Apart from the images, repeat the data below exactly as written.

★ ★ ★

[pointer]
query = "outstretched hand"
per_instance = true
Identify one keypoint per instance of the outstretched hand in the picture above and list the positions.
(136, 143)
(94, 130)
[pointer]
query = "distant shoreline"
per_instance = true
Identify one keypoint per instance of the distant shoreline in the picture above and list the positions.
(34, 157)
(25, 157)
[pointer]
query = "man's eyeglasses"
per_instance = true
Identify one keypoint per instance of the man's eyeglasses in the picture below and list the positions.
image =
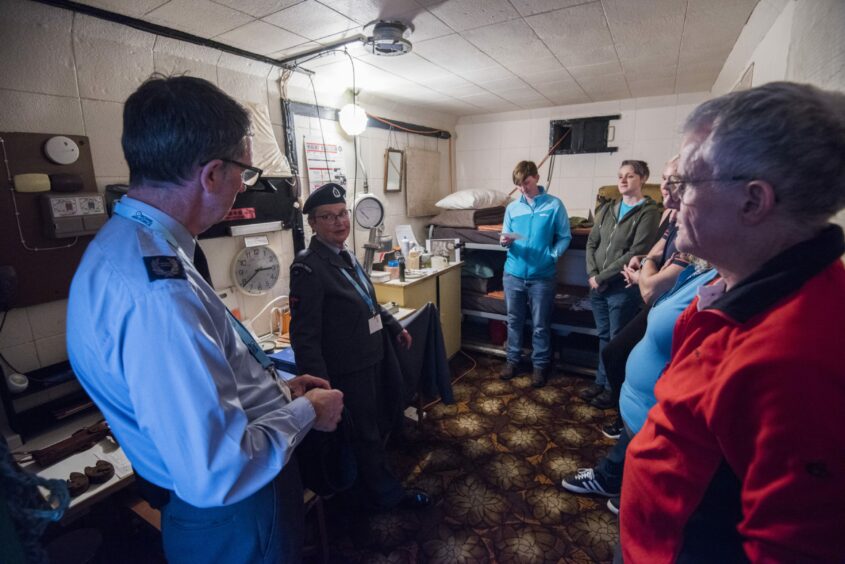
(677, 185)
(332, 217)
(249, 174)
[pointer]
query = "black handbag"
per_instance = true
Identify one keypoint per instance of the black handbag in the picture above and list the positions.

★ ★ ★

[SOLUTION TO THE PROBLEM]
[pointer]
query = "outstretched hand"
per_instance = true
Identify one keypoint per instance of the outstretched hand in the picture above and list the positions.
(136, 143)
(94, 130)
[pointer]
query = "distant shoreline"
per_instance = true
Identify one keypoint per instance of the distant shoreline in the picture above and list the positions.
(34, 157)
(25, 157)
[pointer]
query = "man's eyeglasses"
per_instance = true
Identify one keypoint per instance of the man's eyeglasses in the picture below and list the positions.
image =
(677, 185)
(332, 217)
(249, 174)
[pointer]
query = "black handbag"
per_instance = true
Identify one keypoint per instance of the black handbag in the picture above and list the positions.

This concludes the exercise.